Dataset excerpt
+===+
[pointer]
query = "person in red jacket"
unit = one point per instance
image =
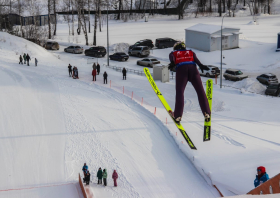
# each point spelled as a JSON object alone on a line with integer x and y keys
{"x": 185, "y": 62}
{"x": 115, "y": 177}
{"x": 94, "y": 74}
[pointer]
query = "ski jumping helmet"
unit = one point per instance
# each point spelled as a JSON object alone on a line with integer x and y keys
{"x": 179, "y": 46}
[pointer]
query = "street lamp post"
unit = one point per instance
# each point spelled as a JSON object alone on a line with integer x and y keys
{"x": 221, "y": 72}
{"x": 107, "y": 37}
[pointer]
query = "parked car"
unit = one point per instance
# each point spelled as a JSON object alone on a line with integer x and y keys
{"x": 98, "y": 51}
{"x": 211, "y": 72}
{"x": 74, "y": 49}
{"x": 139, "y": 51}
{"x": 149, "y": 62}
{"x": 267, "y": 79}
{"x": 165, "y": 42}
{"x": 120, "y": 56}
{"x": 145, "y": 42}
{"x": 52, "y": 45}
{"x": 273, "y": 90}
{"x": 234, "y": 74}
+===+
Instruction:
Reproduce the entire listing above line for line and character for character, leaving out the picture.

Answer in full:
[pointer]
query = "person in red jacket"
unit = one point per instance
image =
# each point spelled as a JSON object alone on a line with integer x and y keys
{"x": 185, "y": 62}
{"x": 115, "y": 177}
{"x": 94, "y": 74}
[pointer]
query = "ski jumping helmet"
unit = one point per instance
# each point spelled as a JSON object alone on a line with integer x and y keys
{"x": 179, "y": 46}
[pointer]
query = "street lamp post"
unit = one point per instance
# each point spelled as a JSON object alone on a line with integer x and y keys
{"x": 221, "y": 72}
{"x": 107, "y": 37}
[pointer]
query = "parked car"
unit = one point per instance
# each point spelled as a JSON object alone on a line with integer x and y keys
{"x": 98, "y": 51}
{"x": 211, "y": 72}
{"x": 74, "y": 49}
{"x": 139, "y": 51}
{"x": 149, "y": 62}
{"x": 267, "y": 79}
{"x": 165, "y": 42}
{"x": 120, "y": 56}
{"x": 145, "y": 42}
{"x": 52, "y": 45}
{"x": 273, "y": 90}
{"x": 234, "y": 74}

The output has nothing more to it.